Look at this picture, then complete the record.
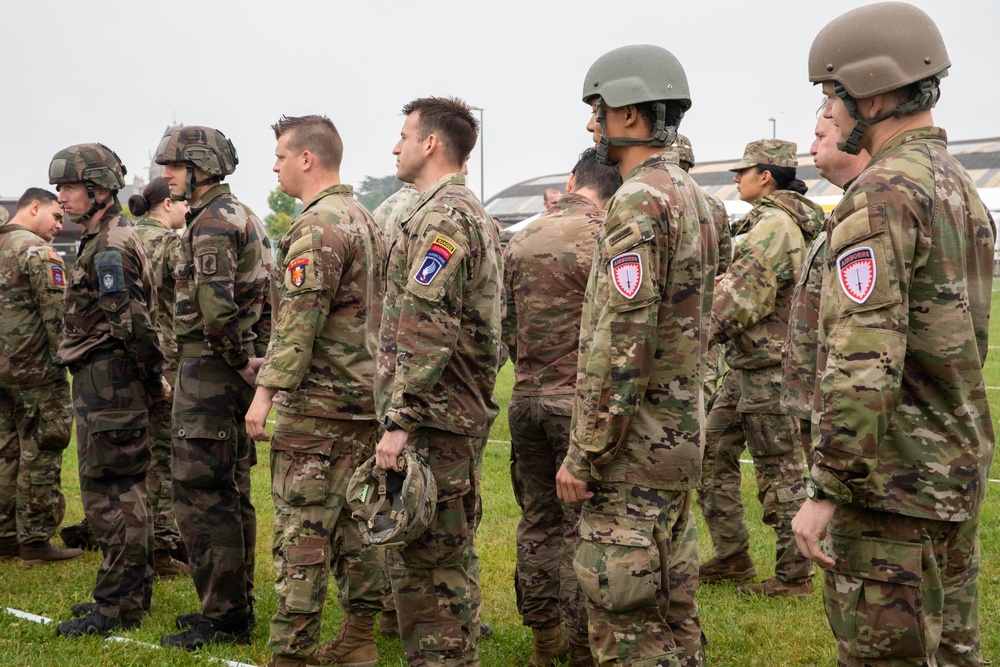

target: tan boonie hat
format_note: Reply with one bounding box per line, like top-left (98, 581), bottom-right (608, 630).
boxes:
top-left (729, 139), bottom-right (799, 171)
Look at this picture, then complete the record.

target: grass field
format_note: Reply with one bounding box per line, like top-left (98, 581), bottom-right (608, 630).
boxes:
top-left (0, 292), bottom-right (1000, 667)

════════════════════

* **STATED PROBLEM**
Copy out every line of the items above word for word, leaving out the pictures.

* **ANSWER TO THE PROBLEM**
Look at this picture, then complete the record.

target: tan boonie hat
format_note: Reply with one bounding box per line, like top-left (98, 581), bottom-right (608, 630).
boxes:
top-left (729, 139), bottom-right (799, 171)
Look at this picture, then complete the record.

target: grass field
format_note: Reply with one bounding box per line, like top-left (98, 581), bottom-right (608, 630).
boxes:
top-left (0, 292), bottom-right (1000, 667)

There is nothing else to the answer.